# STATED EXERCISE:
Collect every line in the data below that contains the word "long", and copy each such line whole. Matches are case-sensitive.

# DATA FOR PROCESSING:
====

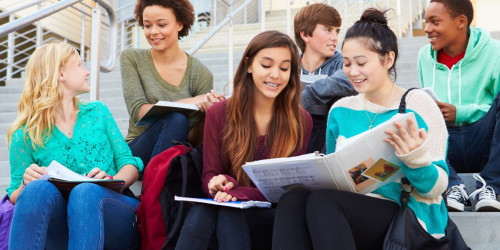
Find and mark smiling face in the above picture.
[301,23,340,58]
[59,55,90,96]
[424,2,467,54]
[342,38,394,94]
[247,47,292,100]
[142,5,183,51]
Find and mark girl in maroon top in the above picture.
[176,31,312,249]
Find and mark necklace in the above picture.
[363,84,395,130]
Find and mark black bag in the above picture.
[383,178,470,250]
[383,88,470,250]
[160,142,205,249]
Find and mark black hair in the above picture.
[342,8,398,80]
[431,0,474,27]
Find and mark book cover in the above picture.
[175,196,271,209]
[41,161,125,197]
[243,113,416,203]
[135,101,199,126]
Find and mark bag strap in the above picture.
[161,143,189,249]
[398,88,417,114]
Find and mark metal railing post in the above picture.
[259,0,266,32]
[120,21,126,51]
[408,0,413,37]
[210,0,217,27]
[286,0,292,35]
[90,3,101,101]
[7,14,15,80]
[134,23,140,48]
[227,18,234,94]
[80,6,85,61]
[397,0,403,38]
[36,3,43,48]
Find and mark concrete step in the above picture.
[450,174,500,249]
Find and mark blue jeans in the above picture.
[448,91,500,193]
[128,112,189,166]
[9,180,139,250]
[175,204,275,250]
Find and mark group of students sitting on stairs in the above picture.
[7,0,500,249]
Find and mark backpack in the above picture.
[136,142,204,249]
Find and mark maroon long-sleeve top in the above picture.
[202,100,312,201]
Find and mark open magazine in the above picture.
[175,195,271,209]
[41,161,125,197]
[135,101,199,126]
[243,113,416,203]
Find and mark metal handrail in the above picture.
[0,0,43,19]
[0,0,117,72]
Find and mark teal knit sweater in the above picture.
[7,102,144,196]
[326,90,448,238]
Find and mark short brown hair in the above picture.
[134,0,194,39]
[293,3,342,53]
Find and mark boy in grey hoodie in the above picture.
[294,3,357,153]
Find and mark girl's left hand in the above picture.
[214,191,237,202]
[384,119,427,155]
[85,168,111,180]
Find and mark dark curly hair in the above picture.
[342,8,399,79]
[431,0,474,27]
[134,0,194,39]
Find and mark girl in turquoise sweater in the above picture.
[7,43,143,249]
[273,9,448,249]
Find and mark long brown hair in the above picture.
[222,31,305,186]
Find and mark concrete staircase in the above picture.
[0,6,500,249]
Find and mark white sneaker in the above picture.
[446,184,470,212]
[470,174,500,212]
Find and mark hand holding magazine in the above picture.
[243,113,416,203]
[41,161,125,197]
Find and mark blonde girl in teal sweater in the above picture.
[7,42,143,249]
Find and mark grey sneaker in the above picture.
[470,174,500,212]
[446,184,470,212]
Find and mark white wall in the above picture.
[474,0,500,32]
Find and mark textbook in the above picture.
[41,161,125,197]
[175,196,271,209]
[135,101,200,126]
[243,113,417,203]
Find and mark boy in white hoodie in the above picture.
[418,0,500,211]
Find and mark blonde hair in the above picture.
[7,42,79,148]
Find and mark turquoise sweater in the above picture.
[7,102,144,196]
[326,90,448,238]
[418,28,500,125]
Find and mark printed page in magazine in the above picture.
[243,153,338,203]
[325,113,416,194]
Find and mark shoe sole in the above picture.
[448,200,465,212]
[476,200,500,212]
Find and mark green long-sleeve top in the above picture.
[7,102,144,197]
[120,49,214,142]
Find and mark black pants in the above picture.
[176,203,275,250]
[273,190,399,250]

====

# RESPONSE TO THE TASK:
Find and mark maroon long-sleeve top in the above picture.
Find and mark long brown hair in the above picture.
Find and mark green long-sleeve top in the above picture.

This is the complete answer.